→ Written problem
Put the lines below into a numbered list, leaving out any blank lines and the pictures.

----------------------------------------

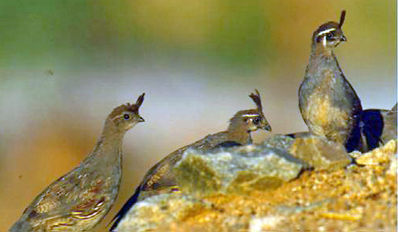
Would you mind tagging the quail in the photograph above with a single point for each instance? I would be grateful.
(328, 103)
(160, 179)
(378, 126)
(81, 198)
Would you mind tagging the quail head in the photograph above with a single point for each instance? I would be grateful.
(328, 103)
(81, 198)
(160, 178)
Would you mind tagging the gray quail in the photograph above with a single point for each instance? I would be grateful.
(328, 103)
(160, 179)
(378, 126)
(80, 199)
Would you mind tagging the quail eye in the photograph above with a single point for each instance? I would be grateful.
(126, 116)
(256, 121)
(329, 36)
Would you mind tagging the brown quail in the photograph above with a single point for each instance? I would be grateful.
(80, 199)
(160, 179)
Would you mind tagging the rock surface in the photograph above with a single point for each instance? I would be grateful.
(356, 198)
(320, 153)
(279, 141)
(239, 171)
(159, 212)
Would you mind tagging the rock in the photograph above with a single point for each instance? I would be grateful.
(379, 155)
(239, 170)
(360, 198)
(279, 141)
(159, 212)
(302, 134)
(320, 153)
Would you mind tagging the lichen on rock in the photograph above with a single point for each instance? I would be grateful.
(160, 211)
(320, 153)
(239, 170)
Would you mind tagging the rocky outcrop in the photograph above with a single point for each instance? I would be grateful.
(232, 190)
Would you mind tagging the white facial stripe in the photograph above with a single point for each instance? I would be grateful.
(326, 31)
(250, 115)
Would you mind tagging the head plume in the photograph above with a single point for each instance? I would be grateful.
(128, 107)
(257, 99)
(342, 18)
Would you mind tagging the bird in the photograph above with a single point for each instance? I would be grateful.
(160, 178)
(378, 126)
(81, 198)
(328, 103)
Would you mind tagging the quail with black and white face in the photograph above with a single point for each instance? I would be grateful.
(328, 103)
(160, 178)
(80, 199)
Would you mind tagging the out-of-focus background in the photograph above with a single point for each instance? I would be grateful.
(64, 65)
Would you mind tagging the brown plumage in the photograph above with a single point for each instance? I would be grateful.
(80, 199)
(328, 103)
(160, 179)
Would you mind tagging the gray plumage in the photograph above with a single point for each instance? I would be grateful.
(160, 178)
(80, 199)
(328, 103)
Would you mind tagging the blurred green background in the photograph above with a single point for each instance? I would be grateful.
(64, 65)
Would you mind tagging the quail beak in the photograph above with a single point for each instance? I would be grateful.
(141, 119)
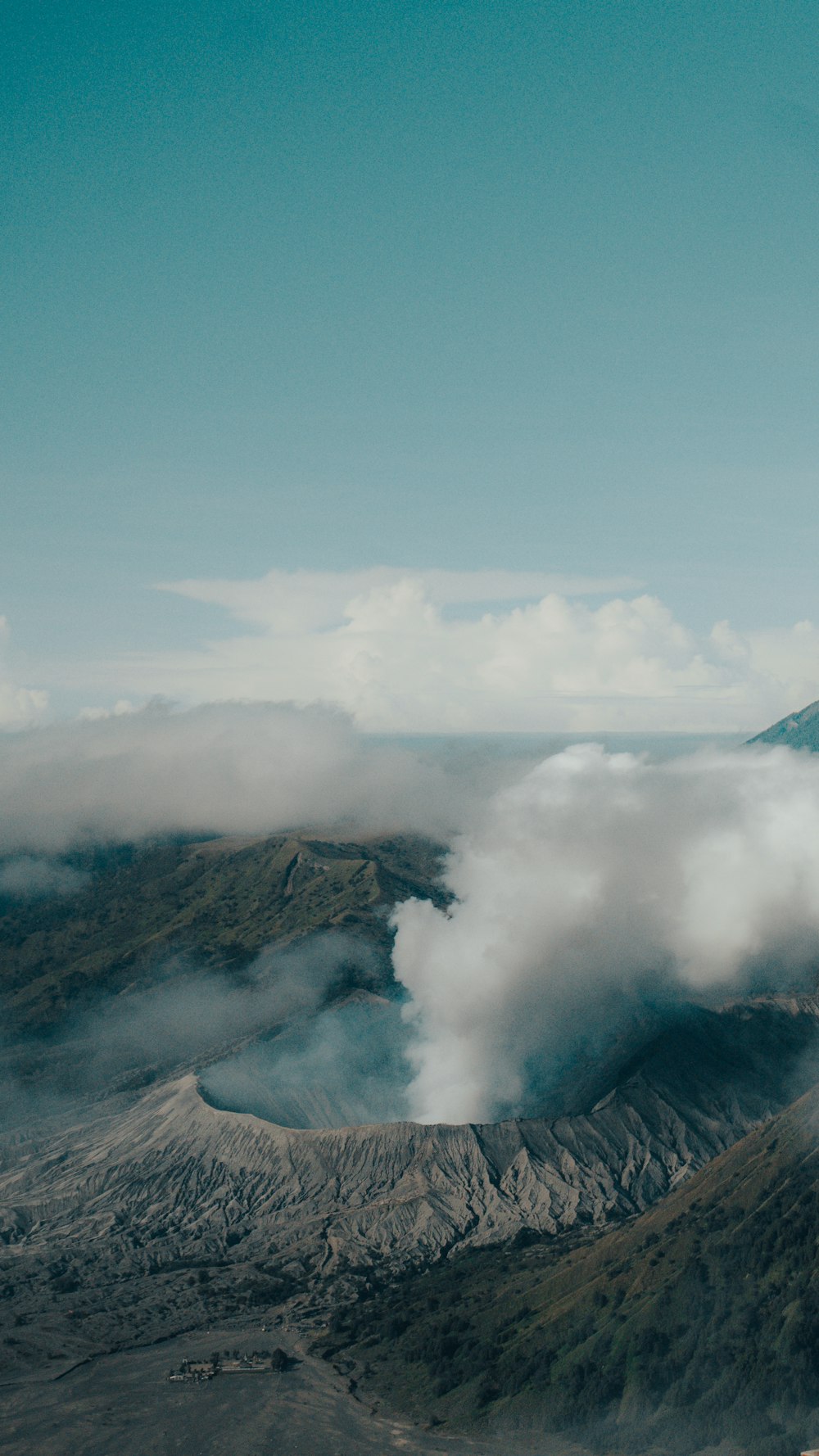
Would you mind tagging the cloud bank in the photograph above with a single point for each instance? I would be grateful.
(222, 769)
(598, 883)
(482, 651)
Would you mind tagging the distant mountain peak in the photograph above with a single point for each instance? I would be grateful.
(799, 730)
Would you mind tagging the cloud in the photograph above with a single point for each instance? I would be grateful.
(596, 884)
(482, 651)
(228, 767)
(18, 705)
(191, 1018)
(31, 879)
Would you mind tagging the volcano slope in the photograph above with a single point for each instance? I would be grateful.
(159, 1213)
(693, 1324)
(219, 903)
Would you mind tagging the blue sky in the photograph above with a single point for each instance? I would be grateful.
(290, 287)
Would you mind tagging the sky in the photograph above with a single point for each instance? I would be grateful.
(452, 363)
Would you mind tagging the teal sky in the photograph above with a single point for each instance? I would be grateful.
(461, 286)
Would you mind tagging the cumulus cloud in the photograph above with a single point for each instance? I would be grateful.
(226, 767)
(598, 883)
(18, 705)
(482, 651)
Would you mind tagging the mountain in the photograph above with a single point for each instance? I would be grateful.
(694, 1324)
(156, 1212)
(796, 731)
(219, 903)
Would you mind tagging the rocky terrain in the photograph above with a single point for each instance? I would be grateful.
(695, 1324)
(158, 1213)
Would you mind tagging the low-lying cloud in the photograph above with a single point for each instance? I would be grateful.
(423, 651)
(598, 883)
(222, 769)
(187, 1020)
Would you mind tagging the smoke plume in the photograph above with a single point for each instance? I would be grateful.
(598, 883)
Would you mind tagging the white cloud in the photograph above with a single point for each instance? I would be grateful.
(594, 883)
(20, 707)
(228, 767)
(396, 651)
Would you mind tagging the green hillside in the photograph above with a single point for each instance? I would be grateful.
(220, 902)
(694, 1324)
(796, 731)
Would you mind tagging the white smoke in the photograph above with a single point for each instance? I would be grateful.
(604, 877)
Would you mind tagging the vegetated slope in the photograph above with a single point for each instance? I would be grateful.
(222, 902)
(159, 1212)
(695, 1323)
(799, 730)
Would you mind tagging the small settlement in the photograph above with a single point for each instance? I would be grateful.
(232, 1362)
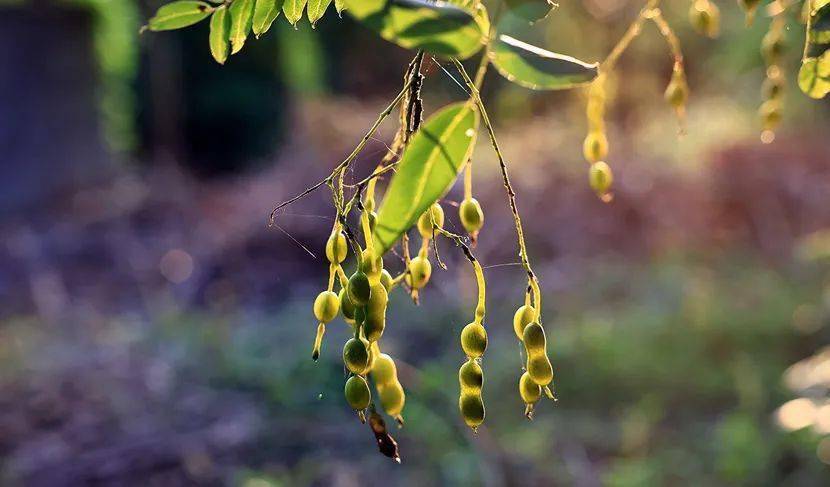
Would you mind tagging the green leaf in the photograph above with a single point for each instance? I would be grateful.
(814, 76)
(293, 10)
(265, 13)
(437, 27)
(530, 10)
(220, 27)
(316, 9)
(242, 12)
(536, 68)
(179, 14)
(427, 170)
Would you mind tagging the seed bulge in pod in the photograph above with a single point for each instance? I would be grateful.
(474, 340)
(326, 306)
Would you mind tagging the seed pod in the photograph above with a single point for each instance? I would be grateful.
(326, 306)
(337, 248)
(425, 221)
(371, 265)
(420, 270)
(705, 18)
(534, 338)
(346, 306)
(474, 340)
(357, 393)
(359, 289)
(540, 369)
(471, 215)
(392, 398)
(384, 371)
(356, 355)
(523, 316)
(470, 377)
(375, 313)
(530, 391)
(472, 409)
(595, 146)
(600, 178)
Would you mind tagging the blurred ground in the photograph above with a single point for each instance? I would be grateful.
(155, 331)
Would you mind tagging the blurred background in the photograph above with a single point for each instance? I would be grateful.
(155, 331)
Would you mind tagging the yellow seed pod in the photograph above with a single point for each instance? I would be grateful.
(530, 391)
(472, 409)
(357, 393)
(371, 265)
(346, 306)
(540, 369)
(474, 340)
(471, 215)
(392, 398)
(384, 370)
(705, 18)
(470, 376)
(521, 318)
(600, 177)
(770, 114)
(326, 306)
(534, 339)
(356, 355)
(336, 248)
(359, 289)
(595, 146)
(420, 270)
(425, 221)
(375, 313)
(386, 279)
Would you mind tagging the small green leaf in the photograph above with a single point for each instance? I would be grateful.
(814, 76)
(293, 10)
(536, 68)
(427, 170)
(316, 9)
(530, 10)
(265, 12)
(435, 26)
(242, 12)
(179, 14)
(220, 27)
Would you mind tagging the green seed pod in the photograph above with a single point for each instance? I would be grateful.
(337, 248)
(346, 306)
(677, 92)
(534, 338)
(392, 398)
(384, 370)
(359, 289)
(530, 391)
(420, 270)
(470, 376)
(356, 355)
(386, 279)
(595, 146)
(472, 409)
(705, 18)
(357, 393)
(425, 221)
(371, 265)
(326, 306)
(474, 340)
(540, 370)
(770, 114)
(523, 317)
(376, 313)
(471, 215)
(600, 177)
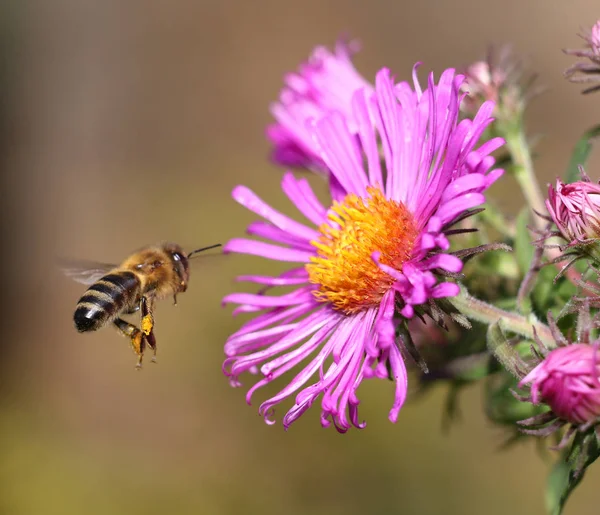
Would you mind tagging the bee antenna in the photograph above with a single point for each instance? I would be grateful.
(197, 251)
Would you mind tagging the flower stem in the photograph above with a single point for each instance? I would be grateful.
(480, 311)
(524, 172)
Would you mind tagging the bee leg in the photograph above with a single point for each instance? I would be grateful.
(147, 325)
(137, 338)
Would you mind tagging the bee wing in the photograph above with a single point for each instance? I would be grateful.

----------------------------------------

→ Solution to this exercise
1. Would you mind tagging the quail in the photograph above with a single point for each instance? I would be grateful.
2. (328, 103)
3. (160, 179)
4. (378, 126)
5. (81, 198)
6. Would you mind tagging the quail head in the photograph above with a single point for each instance? I would be grateful.
7. (328, 103)
8. (81, 198)
9. (160, 178)
10. Would you mind tagging the gray quail in the photograph above with a single point for each instance? I would be grateful.
11. (328, 103)
12. (160, 179)
13. (378, 126)
14. (80, 199)
15. Would you mind tagging the quail eye in the photograph above with a single point for each instance? I would be grateful.
16. (126, 116)
17. (256, 121)
18. (329, 36)
19. Would you mind tagging the brown quail in the photograph above with a single point for each instance? I would be grateful.
20. (80, 199)
21. (160, 179)
22. Would you mind tagging the rock surface in the photograph above with a single point for each instance? I would be grateful.
23. (356, 198)
24. (320, 153)
25. (279, 141)
26. (239, 171)
27. (159, 212)
28. Would you mind tagging the rock in the photograph above with a single point for each instance? I would be grateful.
29. (379, 155)
30. (239, 170)
31. (360, 198)
32. (279, 141)
33. (159, 212)
34. (302, 134)
35. (320, 153)
36. Would you mind tagging the lichen on rock in the photograph above with a single point for each instance? I would be grateful.
37. (160, 211)
38. (320, 153)
39. (239, 170)
40. Would you mind tagging the rocky outcrop in the photograph above with a single point for each instance? I would be grateful.
41. (232, 190)
42. Would you mind tagging the white facial stripe in the photograph above with a single point for each instance? I would be grateful.
43. (326, 31)
44. (250, 115)
45. Would you mind tagging the head plume in the photograph above with a single point for each instance? I would be grateful.
46. (128, 107)
47. (257, 99)
48. (342, 18)
49. Would you mind tagging the bird in the photograph above with a single point for each instance? I would be grateful.
50. (160, 178)
51. (378, 126)
52. (81, 198)
53. (328, 103)
54. Would you mind tagging the quail with black and white face in the photograph above with a single point for each instance? I would be grateful.
55. (328, 103)
56. (160, 178)
57. (80, 199)
58. Would you mind tagging the out-of-focus background in the photograph above with a single point for each instance? I would be grateful.
59. (64, 65)
60. Would you mind tagging the brown plumage in the photograph above with a single point for each instance? I would be grateful.
61. (80, 199)
62. (328, 103)
63. (160, 179)
64. Would you mind tagging the gray plumage in the photograph above with a single point for each instance? I would be grateful.
65. (160, 178)
66. (80, 199)
67. (328, 103)
68. Would you mind tagging the blurred green background in the photograph above with a single point for each instance? I would be grateful.
69. (64, 65)
70. Would you mind tagging the quail beak in the photograph above with a single point for each instance? I would be grateful.
71. (141, 119)
72. Would you mind tagging the cloud bank in the photograph above with a single point for each instance? I would be grateful.
73. (222, 769)
74. (598, 883)
75. (482, 651)
76. Would you mind tagging the distant mountain peak in the photograph above with a single point for each instance? I would be grateful.
77. (799, 730)
78. Would you mind tagging the cloud in the photograph above with a single point for each instance? I would be grateful.
79. (596, 884)
80. (482, 651)
81. (228, 767)
82. (18, 705)
83. (191, 1018)
84. (31, 879)
85. Would you mind tagging the volcano slope in the photograph above with a single point for each instance? I would be grateful.
86. (159, 1213)
87. (693, 1324)
88. (219, 903)
89. Would you mind tagging the blue sky in the photograph above with a single point for each instance? I would be grateful.
90. (290, 287)
91. Would you mind tagging the sky in the photograph above with a single point for each instance? I would be grateful.
92. (452, 363)
93. Would you mind tagging the teal sky in the photograph above with a single point for each instance? I would be grateful.
94. (461, 286)
95. Would you mind tagging the cumulus cloud in the photograph above with a single point for each instance? I would be grateful.
96. (226, 767)
97. (598, 883)
98. (18, 705)
99. (482, 651)
100. Would you mind tagging the mountain in the photograph above with a single point for each instance? I would be grateful.
101. (694, 1324)
102. (156, 1212)
103. (796, 731)
104. (219, 903)
105. Would you mind tagging the rocky terrain in the photograph above with a single point for each instance? I would be grateful.
106. (695, 1324)
107. (158, 1213)
108. Would you mind tagging the low-lying cloud in the photograph above with a single point for each instance? I would be grateful.
109. (423, 651)
110. (598, 883)
111. (222, 769)
112. (187, 1020)
113. Would you mind tagging the smoke plume in the photograph above with a single point for each instance? I would be grateful.
114. (598, 883)
115. Would you mind tagging the white cloud in the photograph above with a single point for each instance? I would be grateful.
116. (594, 883)
117. (20, 707)
118. (228, 767)
119. (396, 651)
120. Would you mind tagging the green hillside in the photograph above with a single point for each instance? I would be grateful.
121. (220, 902)
122. (694, 1324)
123. (796, 731)
124. Would you mind tagging the white smoke in the photograph above with a single point for each instance? I would be grateful.
125. (604, 877)
126. Would you mind tagging the vegetated slope in the photograph above with a single point for each instance? I would be grateful.
127. (222, 902)
128. (159, 1212)
129. (695, 1323)
130. (799, 730)
131. Would you mind tagging the small settlement in the photograph above with a single point for each instance? I would be grateful.
132. (232, 1362)
133. Would you mind tagging the green leaf in the photograph above with a single point for each instance? I would be grateful.
134. (814, 76)
135. (293, 10)
136. (265, 13)
137. (437, 27)
138. (530, 10)
139. (220, 27)
140. (316, 9)
141. (242, 12)
142. (536, 68)
143. (179, 14)
144. (427, 170)
145. Would you mind tagging the seed bulge in pod in the photograph above with a single point for each instance? I would be grateful.
146. (474, 340)
147. (326, 306)
148. Would you mind tagging the seed pod in the photograph above with a single point for each instance? I would be grateful.
149. (326, 306)
150. (337, 248)
151. (425, 221)
152. (371, 265)
153. (420, 270)
154. (705, 18)
155. (534, 338)
156. (346, 306)
157. (474, 340)
158. (357, 393)
159. (359, 289)
160. (540, 369)
161. (471, 215)
162. (392, 398)
163. (384, 371)
164. (356, 355)
165. (523, 316)
166. (470, 377)
167. (375, 313)
168. (530, 391)
169. (472, 409)
170. (595, 146)
171. (600, 178)
172. Would you mind tagging the blurred ground in the photograph above with a single point for each instance? I would be grateful.
173. (155, 331)
174. Would you mind tagging the blurred background in the photograph above with a single point for each instance? I would be grateful.
175. (155, 331)
176. Would you mind tagging the yellow seed pod in the photograph above with a single point for each instance? I would be grateful.
177. (530, 391)
178. (472, 409)
179. (357, 393)
180. (371, 265)
181. (346, 306)
182. (540, 369)
183. (474, 340)
184. (471, 215)
185. (392, 398)
186. (384, 370)
187. (705, 18)
188. (470, 376)
189. (521, 318)
190. (600, 177)
191. (770, 114)
192. (326, 306)
193. (534, 339)
194. (356, 355)
195. (336, 248)
196. (359, 289)
197. (595, 146)
198. (420, 270)
199. (425, 221)
200. (375, 313)
201. (386, 279)
202. Would you mind tagging the small green leaf in the photograph above with a single point for each instance? I would be grateful.
203. (814, 76)
204. (293, 10)
205. (536, 68)
206. (427, 170)
207. (316, 9)
208. (530, 10)
209. (265, 12)
210. (435, 26)
211. (242, 12)
212. (179, 14)
213. (220, 27)
214. Would you mind tagging the green seed pod in the photograph above with a single point for each instance? I would be grateful.
215. (337, 248)
216. (346, 306)
217. (677, 92)
218. (534, 338)
219. (392, 398)
220. (384, 370)
221. (359, 289)
222. (530, 391)
223. (420, 270)
224. (470, 376)
225. (356, 355)
226. (386, 279)
227. (595, 146)
228. (472, 409)
229. (705, 18)
230. (357, 393)
231. (425, 221)
232. (371, 265)
233. (326, 306)
234. (474, 340)
235. (540, 370)
236. (770, 114)
237. (523, 317)
238. (376, 313)
239. (471, 215)
240. (600, 177)
241. Would you mind tagging the bee antenna in the photograph above with a single point for each instance? I would be grateful.
242. (197, 251)
243. Would you mind tagging the flower stem in the photograph above with a single point for each instance? I would be grateful.
244. (480, 311)
245. (524, 172)
246. Would you mind tagging the bee leg in the photograph above with a single point for each instance? I would be grateful.
247. (147, 325)
248. (137, 338)
249. Would you mind tagging the bee wing in the photograph above with a single point for each instance? I would be grateful.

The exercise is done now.